Please write out exactly the lines that begin at the line containing "Locate the red patterned" and run to the end of the records.

━━━━━━━━━━━━━━━━━━━━

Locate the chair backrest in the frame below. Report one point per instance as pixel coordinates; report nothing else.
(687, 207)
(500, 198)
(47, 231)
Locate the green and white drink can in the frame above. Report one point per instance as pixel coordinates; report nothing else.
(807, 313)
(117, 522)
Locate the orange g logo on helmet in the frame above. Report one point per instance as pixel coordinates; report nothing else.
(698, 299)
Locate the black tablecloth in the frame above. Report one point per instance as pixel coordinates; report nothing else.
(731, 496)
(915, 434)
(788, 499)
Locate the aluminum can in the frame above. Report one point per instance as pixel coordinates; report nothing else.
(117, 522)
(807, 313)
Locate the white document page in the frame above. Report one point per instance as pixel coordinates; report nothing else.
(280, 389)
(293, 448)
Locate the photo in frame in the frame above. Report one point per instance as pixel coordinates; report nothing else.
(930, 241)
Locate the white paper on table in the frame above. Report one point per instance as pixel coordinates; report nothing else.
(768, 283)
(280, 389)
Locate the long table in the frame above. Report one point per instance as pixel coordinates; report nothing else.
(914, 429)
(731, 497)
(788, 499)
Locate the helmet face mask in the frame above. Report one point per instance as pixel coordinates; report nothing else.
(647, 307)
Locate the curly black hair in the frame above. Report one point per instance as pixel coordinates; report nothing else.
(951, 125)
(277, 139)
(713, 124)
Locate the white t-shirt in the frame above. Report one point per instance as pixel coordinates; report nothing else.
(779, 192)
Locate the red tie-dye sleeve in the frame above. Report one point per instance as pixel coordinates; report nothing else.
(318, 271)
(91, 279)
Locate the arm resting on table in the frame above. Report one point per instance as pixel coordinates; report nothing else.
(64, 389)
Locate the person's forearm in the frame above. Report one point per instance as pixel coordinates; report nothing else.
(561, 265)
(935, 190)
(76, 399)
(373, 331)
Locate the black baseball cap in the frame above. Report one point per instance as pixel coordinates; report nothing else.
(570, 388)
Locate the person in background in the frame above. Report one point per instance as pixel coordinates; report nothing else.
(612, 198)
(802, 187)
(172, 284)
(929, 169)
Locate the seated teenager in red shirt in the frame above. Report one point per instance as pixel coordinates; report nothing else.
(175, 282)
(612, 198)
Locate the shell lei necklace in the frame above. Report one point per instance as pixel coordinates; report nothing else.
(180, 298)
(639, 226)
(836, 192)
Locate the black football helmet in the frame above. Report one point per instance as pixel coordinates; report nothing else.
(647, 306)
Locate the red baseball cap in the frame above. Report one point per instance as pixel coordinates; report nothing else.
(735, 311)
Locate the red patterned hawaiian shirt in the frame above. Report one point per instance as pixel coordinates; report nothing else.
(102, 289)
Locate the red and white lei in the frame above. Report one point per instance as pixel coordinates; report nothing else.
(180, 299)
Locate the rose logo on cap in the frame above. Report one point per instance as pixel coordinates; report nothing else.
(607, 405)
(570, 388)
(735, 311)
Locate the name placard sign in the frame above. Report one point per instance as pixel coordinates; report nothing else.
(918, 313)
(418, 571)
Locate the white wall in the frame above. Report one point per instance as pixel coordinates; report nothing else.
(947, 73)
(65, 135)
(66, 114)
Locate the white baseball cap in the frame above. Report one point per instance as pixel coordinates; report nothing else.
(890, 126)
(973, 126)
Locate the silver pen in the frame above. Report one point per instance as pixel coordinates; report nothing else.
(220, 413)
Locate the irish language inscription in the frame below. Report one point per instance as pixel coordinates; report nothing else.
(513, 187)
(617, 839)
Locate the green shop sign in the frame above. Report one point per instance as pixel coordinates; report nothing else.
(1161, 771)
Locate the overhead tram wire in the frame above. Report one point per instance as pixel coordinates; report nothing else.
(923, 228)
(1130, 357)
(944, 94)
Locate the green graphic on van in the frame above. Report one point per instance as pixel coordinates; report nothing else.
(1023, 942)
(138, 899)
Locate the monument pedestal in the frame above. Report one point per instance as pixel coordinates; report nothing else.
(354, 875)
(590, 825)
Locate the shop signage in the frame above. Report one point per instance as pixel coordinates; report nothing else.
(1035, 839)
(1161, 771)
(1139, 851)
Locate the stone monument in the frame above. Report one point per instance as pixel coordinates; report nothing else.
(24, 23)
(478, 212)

━━━━━━━━━━━━━━━━━━━━

Task answer:
Locate the red patterned hawaiian shirt in the frame above. Report one point per instance as pixel coordinates; report nothing else.
(102, 289)
Locate the red and white lei in the frame above. Report one point per instance as pixel coordinates; report nothing else.
(180, 299)
Locate the rose logo on cap in the frame above. Report one point per instance as pixel coordinates; report nothing else.
(607, 405)
(570, 388)
(735, 311)
Locate the name placard sign in the frame above. Report one point per instance as pixel coordinates; report nothing else.
(918, 313)
(418, 571)
Locate the white wall in the frame above. Report one point per instance as pixel coordinates; report nothing else.
(947, 73)
(65, 135)
(66, 114)
Locate the white baseball cap in the frame above. Report one point per instance as pixel coordinates; report nothing else.
(890, 126)
(973, 126)
Locate the silver pen in the frame above. Report one point per instance as pixel coordinates; report nothing else.
(220, 413)
Locate the irish language inscription in the frame below. Report one point per instance as pixel coordinates; report nothing else.
(513, 187)
(617, 839)
Locate the green shop sign in the frame above. Report one point per instance as pixel coordinates; report nothing else.
(1161, 771)
Locate the overhead tram wire in the frame above. Report one point per instance as pixel coordinates; report nothing else.
(923, 228)
(1130, 357)
(944, 94)
Locate the green graphic on van in the frame above. Report one point per instance as pixel coordinates; report nothing else.
(1023, 942)
(138, 899)
Locate the monument pedestal in the frame above. Report one point per instance as pixel coordinates; report nothing else.
(354, 875)
(590, 825)
Locate the shop signage in the frame above. Report one point per instance as pixel coordinates; report nothing else.
(1035, 839)
(1161, 771)
(1139, 851)
Locate the stone monument in the frame above. Report one point per instance as pixel coordinates; report nothing else.
(24, 23)
(478, 212)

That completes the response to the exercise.